:: The exercise ::
Can you change "white salvia bloom" to "white salvia flower" in the rows below and leave every other word and number as it is?

Extracted data rows:
::::::

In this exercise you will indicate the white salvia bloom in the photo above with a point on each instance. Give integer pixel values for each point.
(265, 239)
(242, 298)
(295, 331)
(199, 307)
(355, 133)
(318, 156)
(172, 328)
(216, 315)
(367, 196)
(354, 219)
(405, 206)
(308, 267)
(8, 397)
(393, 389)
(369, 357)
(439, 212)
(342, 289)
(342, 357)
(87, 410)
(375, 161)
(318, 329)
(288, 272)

::::::

:: Solution below ::
In this exercise you will indicate the white salvia flower in the photo above with a point on each instance. Give integer pixel values for each point.
(265, 239)
(242, 298)
(295, 331)
(199, 307)
(355, 133)
(318, 156)
(172, 328)
(216, 315)
(367, 196)
(354, 219)
(405, 206)
(308, 267)
(8, 397)
(393, 389)
(369, 357)
(439, 212)
(342, 289)
(342, 357)
(87, 410)
(375, 161)
(318, 329)
(288, 272)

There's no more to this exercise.